Copy out the items below, beginning at the line that has "Highlight blue t-shirt in the image above." and continuing through the end of the items, keeping every line in that span. Shift each bounding box coordinate in the answers by adding 139, and leave all other numbers unchanged.

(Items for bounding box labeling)
++++++
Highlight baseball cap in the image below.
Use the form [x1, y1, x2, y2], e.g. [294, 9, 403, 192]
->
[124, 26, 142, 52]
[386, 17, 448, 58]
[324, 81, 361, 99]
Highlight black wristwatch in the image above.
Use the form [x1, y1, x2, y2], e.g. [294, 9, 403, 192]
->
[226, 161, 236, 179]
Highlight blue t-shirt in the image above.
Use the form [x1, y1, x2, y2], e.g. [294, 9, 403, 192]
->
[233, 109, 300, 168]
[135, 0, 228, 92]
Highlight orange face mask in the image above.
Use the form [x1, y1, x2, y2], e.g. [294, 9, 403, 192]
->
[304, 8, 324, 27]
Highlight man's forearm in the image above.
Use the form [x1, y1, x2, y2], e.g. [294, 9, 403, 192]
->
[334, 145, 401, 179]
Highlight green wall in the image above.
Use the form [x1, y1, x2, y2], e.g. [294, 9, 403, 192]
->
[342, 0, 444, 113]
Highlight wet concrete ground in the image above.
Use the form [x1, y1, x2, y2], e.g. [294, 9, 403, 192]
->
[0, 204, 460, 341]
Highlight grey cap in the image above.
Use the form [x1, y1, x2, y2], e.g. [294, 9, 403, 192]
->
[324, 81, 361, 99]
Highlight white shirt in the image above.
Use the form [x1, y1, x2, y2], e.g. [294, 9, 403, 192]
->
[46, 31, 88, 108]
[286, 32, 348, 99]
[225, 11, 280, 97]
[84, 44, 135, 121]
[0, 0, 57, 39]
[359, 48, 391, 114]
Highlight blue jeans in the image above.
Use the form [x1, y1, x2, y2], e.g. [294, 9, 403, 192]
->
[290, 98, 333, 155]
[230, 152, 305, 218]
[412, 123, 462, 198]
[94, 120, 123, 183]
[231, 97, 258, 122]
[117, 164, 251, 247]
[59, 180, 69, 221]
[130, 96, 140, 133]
++++++
=== Exercise solution ===
Highlight blue t-shirt in the image above.
Use the form [x1, y1, x2, y2], e.g. [294, 9, 403, 192]
->
[372, 248, 439, 307]
[274, 139, 367, 231]
Highlight orange face mask in the image above.
Use the form [x1, y1, x2, y2], e.g. [294, 9, 403, 192]
->
[443, 147, 463, 166]
Highlight man's forearm in the image above.
Use the form [x1, y1, x2, y2], e.g. [294, 9, 403, 192]
->
[473, 284, 540, 318]
Highlight green wall in the image above.
Use the form [x1, y1, x2, y2], e.g. [294, 9, 403, 192]
->
[481, 139, 583, 252]
Highlight wet concrete ground in the image above.
Use the form [x1, y1, x2, y2], e.g. [294, 9, 403, 192]
->
[139, 343, 599, 480]
Highlight grey cap in the image above.
Use the form [x1, y1, x2, y2], e.g. [294, 9, 403, 192]
->
[463, 220, 500, 238]
Highlight white shirt in the image above.
Use the form [x1, y1, x2, y2], e.g. [294, 9, 403, 192]
->
[185, 170, 227, 247]
[425, 171, 487, 238]
[364, 150, 419, 236]
[223, 183, 274, 260]
[139, 139, 196, 178]
[498, 187, 530, 253]
Highlight blue jeans in the image above.
Use the form [x1, y1, x2, y2], e.g. [294, 9, 403, 192]
->
[429, 237, 472, 294]
[369, 291, 444, 357]
[551, 262, 601, 337]
[233, 259, 262, 322]
[370, 236, 397, 261]
[256, 303, 390, 386]
[198, 319, 208, 360]
[269, 235, 279, 272]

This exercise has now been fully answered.